■ YOUR GOAL: Convert the lines of the listing below into a JSON list of strings, one string per line, omitting blank lines. Begin at the line that contains "If you could point at the kissing" and continue through the last line of the listing.

Stored items from a collection:

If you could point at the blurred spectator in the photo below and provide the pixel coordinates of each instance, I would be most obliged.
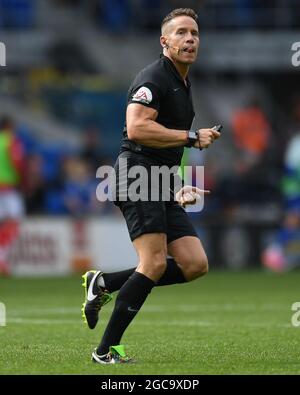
(34, 185)
(11, 201)
(16, 14)
(79, 189)
(248, 184)
(284, 251)
(91, 152)
(251, 133)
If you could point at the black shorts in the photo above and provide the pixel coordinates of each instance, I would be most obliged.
(155, 216)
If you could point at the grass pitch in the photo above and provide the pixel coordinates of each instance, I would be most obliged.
(224, 323)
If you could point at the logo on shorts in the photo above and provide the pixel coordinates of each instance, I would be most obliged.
(143, 95)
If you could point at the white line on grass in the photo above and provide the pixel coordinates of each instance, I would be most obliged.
(183, 323)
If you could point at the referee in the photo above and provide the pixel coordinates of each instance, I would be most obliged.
(158, 120)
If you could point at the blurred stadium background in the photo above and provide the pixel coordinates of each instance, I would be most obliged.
(62, 101)
(63, 94)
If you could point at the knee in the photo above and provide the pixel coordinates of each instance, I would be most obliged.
(159, 263)
(196, 268)
(153, 265)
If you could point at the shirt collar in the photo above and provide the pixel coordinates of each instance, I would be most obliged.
(169, 62)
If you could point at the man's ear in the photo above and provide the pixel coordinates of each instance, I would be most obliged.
(163, 41)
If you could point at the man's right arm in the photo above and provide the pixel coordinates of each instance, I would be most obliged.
(143, 129)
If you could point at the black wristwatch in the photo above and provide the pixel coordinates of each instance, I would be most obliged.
(192, 137)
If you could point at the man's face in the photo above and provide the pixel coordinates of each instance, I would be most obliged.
(181, 33)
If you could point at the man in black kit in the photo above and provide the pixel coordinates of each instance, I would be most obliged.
(158, 121)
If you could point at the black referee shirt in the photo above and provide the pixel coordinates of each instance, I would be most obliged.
(161, 87)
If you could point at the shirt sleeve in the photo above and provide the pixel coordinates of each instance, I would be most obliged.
(147, 94)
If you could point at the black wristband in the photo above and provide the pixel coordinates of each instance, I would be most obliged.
(192, 137)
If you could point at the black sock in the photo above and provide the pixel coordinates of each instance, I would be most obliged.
(172, 275)
(130, 299)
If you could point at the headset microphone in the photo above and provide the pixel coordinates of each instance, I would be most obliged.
(176, 48)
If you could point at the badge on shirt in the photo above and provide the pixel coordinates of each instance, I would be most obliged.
(143, 95)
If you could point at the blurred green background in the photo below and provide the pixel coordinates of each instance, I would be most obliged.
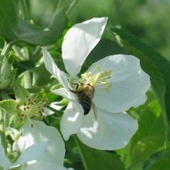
(147, 19)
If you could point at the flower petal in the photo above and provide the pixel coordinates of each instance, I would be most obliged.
(4, 162)
(71, 120)
(111, 131)
(79, 41)
(129, 83)
(44, 166)
(42, 142)
(54, 70)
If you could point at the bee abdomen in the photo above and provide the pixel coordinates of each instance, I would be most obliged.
(85, 102)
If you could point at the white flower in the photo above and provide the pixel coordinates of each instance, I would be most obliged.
(40, 146)
(117, 81)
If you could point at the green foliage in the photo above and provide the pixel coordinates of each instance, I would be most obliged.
(22, 72)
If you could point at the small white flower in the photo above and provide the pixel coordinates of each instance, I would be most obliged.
(40, 146)
(118, 81)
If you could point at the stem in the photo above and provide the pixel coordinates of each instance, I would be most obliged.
(71, 7)
(24, 5)
(6, 49)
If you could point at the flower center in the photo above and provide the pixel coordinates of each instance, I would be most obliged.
(32, 108)
(100, 78)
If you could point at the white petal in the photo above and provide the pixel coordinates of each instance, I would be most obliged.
(79, 41)
(44, 166)
(111, 131)
(54, 70)
(42, 142)
(4, 162)
(71, 120)
(129, 84)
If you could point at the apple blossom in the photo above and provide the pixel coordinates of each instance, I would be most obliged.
(39, 147)
(118, 81)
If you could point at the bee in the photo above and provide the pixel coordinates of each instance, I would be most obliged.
(85, 94)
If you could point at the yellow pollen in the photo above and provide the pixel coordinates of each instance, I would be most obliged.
(100, 78)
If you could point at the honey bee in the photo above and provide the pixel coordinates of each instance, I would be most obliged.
(85, 94)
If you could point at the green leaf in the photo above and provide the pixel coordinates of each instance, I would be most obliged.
(160, 160)
(9, 18)
(33, 34)
(14, 28)
(155, 65)
(100, 160)
(150, 136)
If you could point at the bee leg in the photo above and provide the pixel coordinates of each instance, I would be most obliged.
(94, 110)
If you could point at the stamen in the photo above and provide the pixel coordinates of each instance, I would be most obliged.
(99, 78)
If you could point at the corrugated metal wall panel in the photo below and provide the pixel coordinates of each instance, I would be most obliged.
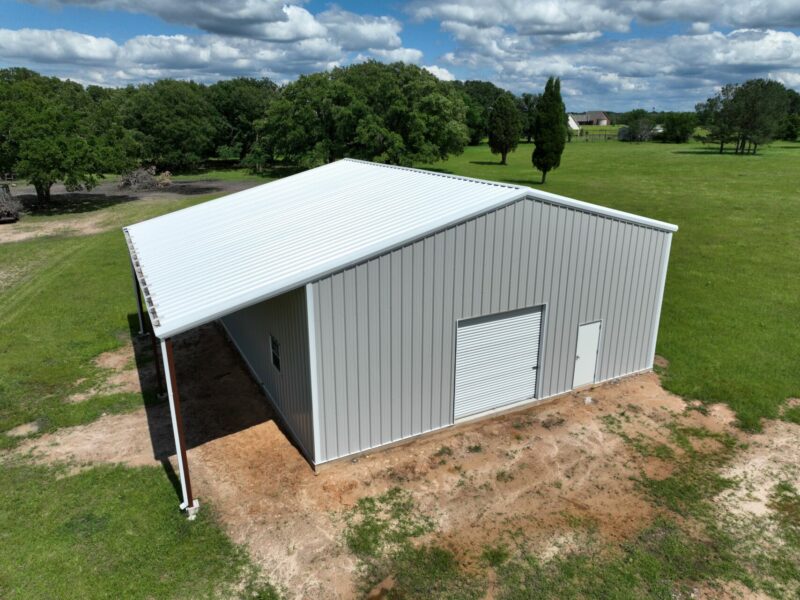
(286, 318)
(583, 267)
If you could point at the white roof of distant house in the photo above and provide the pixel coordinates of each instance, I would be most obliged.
(203, 262)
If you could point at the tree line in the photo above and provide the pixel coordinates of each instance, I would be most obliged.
(60, 131)
(750, 114)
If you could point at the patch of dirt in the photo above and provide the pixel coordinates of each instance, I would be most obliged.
(83, 213)
(122, 375)
(771, 456)
(24, 430)
(552, 472)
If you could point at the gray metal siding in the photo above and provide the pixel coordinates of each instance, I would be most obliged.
(284, 317)
(386, 327)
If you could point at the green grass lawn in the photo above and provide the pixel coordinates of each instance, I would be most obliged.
(66, 300)
(729, 330)
(111, 532)
(108, 532)
(729, 326)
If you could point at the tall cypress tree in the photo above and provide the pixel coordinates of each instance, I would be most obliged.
(505, 127)
(550, 129)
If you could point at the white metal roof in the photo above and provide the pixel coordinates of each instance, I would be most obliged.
(203, 262)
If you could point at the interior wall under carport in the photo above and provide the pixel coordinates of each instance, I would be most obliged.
(384, 330)
(289, 390)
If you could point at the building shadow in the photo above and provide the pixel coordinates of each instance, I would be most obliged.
(218, 395)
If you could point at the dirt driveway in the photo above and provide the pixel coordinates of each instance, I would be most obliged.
(537, 471)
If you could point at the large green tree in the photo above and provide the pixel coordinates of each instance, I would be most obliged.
(397, 113)
(550, 129)
(174, 121)
(52, 130)
(678, 127)
(748, 115)
(504, 127)
(240, 102)
(479, 97)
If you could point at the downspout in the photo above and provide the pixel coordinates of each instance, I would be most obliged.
(189, 504)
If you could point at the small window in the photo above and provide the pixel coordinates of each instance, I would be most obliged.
(275, 347)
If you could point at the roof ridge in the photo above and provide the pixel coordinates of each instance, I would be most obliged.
(510, 186)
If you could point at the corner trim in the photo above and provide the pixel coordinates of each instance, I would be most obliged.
(311, 324)
(662, 286)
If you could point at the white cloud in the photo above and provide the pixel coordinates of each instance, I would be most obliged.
(409, 55)
(440, 72)
(356, 32)
(56, 46)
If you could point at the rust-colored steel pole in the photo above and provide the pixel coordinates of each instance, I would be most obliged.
(138, 291)
(159, 374)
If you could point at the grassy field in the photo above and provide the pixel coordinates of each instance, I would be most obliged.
(729, 330)
(107, 532)
(729, 323)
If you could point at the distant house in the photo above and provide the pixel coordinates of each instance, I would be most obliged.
(593, 117)
(572, 124)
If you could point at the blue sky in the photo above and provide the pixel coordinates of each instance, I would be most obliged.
(610, 54)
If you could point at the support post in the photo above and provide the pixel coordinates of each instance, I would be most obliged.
(159, 374)
(189, 504)
(138, 291)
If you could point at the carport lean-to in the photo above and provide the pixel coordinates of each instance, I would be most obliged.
(375, 303)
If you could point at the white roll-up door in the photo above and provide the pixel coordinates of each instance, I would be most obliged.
(497, 361)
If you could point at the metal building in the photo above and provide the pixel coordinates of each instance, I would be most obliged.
(375, 303)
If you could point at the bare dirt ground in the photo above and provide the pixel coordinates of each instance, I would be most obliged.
(552, 472)
(78, 211)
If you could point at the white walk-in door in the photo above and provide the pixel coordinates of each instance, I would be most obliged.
(497, 359)
(586, 354)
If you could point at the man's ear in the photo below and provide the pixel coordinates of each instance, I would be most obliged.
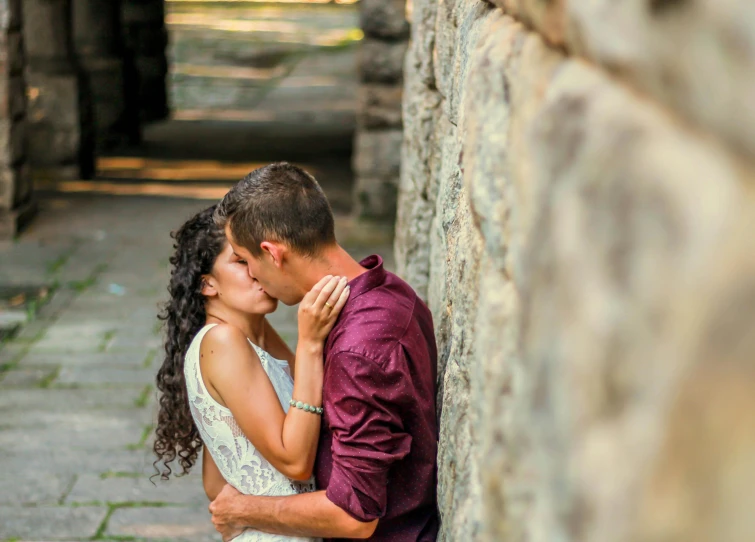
(209, 288)
(275, 251)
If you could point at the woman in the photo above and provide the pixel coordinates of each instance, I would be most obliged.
(226, 379)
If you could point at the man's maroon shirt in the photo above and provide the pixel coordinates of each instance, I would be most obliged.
(379, 437)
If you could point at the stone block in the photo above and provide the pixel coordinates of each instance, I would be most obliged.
(50, 522)
(16, 96)
(375, 198)
(379, 106)
(424, 13)
(12, 141)
(548, 18)
(381, 61)
(46, 40)
(163, 523)
(15, 53)
(12, 221)
(419, 169)
(709, 81)
(384, 19)
(14, 13)
(377, 154)
(53, 117)
(141, 12)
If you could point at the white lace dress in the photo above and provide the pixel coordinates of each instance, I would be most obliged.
(237, 459)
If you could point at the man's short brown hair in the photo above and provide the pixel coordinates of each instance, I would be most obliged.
(279, 202)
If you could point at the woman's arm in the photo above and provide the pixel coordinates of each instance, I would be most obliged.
(212, 480)
(232, 369)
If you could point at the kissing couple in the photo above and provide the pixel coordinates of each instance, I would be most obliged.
(335, 441)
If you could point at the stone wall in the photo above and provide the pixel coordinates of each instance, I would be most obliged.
(577, 205)
(16, 201)
(377, 146)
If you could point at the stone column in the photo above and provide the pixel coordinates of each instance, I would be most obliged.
(377, 148)
(16, 198)
(59, 137)
(99, 48)
(146, 39)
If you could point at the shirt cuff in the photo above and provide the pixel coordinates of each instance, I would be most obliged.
(344, 493)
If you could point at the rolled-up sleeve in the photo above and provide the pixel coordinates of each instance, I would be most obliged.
(364, 401)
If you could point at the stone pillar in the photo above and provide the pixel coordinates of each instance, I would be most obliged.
(16, 198)
(146, 39)
(377, 148)
(99, 48)
(58, 108)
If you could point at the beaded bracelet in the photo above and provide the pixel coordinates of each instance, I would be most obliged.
(305, 407)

■ SOLUTION:
[
  "If you could point at the kissing couple in the photo above and provide the pixel coordinates of each instance, I would be most obliged.",
  "(335, 441)",
  "If you could point at the stone wall in the photo above and provide the pixel coordinates of each instance, I would be most obliged.",
  "(577, 205)",
  "(16, 201)",
  "(377, 146)",
  "If you could point at the stone column in the photo above and provide the pixel coordinates of each instance, I would be most obliged.",
  "(377, 148)",
  "(16, 198)",
  "(59, 137)",
  "(99, 48)",
  "(146, 39)",
  "If you could point at the shirt cuff in the photo above and provide the pixel coordinates of each instance, I would be most obliged.",
  "(344, 493)",
  "If you could point at the rolled-up sleeve in the photo above and provide the pixel coordinates of each instance, I would be most obliged.",
  "(364, 401)",
  "If you could point at the stone pillar in the photo above and provide the pixel coordinates of each instance, I would be most obliged.",
  "(16, 198)",
  "(146, 39)",
  "(377, 148)",
  "(99, 48)",
  "(58, 108)",
  "If you could point at the beaded bracelet in the photo above and provide the pixel coordinates of each instance, I would be most obliged.",
  "(305, 407)"
]